With two linesmen, two referees, two goaltenders with their trapezoid, net and crease as well as six forwards and four defenders the NHL ice size can get very, very crowded. This means that there will be more low impact hits due to ice congestion. We have even seen instances of players on the same team crashing into each other and suffering concussions due to the sheer speed of the game and the ice congestion.
Adding a mere five feet of width to the NHL ice, which would make the NHL ice size 200 feet in length and 90 feet in width would be a nice compromise between owners, who don’t want to lose valuable, expensive ticket sales, and player safety.
3. Two-Line Pass
We just talked about ice congestion, well let’s talk about speed. The NHL wants goals, speed and big hits. Those are what the NHL presumes sells tickets due to their excitement. That was the NHL’s reasoning behind eliminating the two-line pass.
We all played NHL video games growing up and we all turned off the two-line pass and the off-sides (as well as line changes) so we could power our way to a virtual Stanley Cup. Why did we do that: because the game was easier, faster and more exciting without those rules in place. That’s all well and good in virtual world where players don’t suffer injuries, but in the real world, that’s a dangerous cocktail.
The new pace of breakout hockey stresses moving the puck quickly from the defender, that “first pass”, to the neutral zone and through to the offensive zone for a breakaway or odd-man rush. This leads to more open ice hits because players are not only skating at speeds that would get them pulled over in a school zone but also because they are looking for that pass rather than keeping their head up.
Bringing the two-line pass would slow the play down in the neutral zone, forcing a regroup into the offensive zone which would greatly reduce the speed at which open ice hits, which at least look to be the most brutal, occur.
2. Allow for more Interference
Watching Women’s Hockey at the 2014 Olympics in Sochi I was struck by how much interference they allow along the wall and around the blue line. A lot more of the “Lidstrom” type defense along the blue line (hands to the chest!) and a lot more clutching around the boards. This really slows the players down and reduces the hits that the players to which the players are vulnerable.

#### Data provided:

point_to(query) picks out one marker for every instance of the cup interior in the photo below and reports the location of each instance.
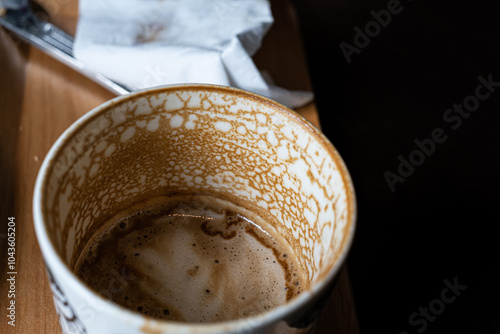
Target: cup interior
(200, 139)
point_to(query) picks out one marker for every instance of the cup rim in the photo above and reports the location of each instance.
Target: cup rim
(280, 312)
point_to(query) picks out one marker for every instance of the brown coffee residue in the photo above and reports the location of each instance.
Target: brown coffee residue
(187, 258)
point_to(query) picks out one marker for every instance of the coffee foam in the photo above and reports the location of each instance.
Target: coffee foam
(191, 258)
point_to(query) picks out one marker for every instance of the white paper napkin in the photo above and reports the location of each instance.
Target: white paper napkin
(145, 43)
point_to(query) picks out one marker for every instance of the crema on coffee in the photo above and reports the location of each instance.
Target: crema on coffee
(191, 258)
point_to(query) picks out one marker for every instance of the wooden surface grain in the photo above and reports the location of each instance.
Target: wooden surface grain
(40, 98)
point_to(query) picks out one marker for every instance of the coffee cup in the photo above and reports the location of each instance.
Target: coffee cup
(194, 140)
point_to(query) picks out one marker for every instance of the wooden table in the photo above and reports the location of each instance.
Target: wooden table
(40, 97)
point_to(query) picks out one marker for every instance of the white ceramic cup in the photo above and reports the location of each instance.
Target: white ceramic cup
(200, 139)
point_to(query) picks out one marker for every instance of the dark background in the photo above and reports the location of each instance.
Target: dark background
(441, 222)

#### What is required:
From the text, list every kind of person the first paragraph places on the NHL ice, along with the number given for each. Use only the text, not the data.

#### The completed task:
- Linesmen: two
- Referees: two
- Goaltenders: two
- Forwards: six
- Defenders: four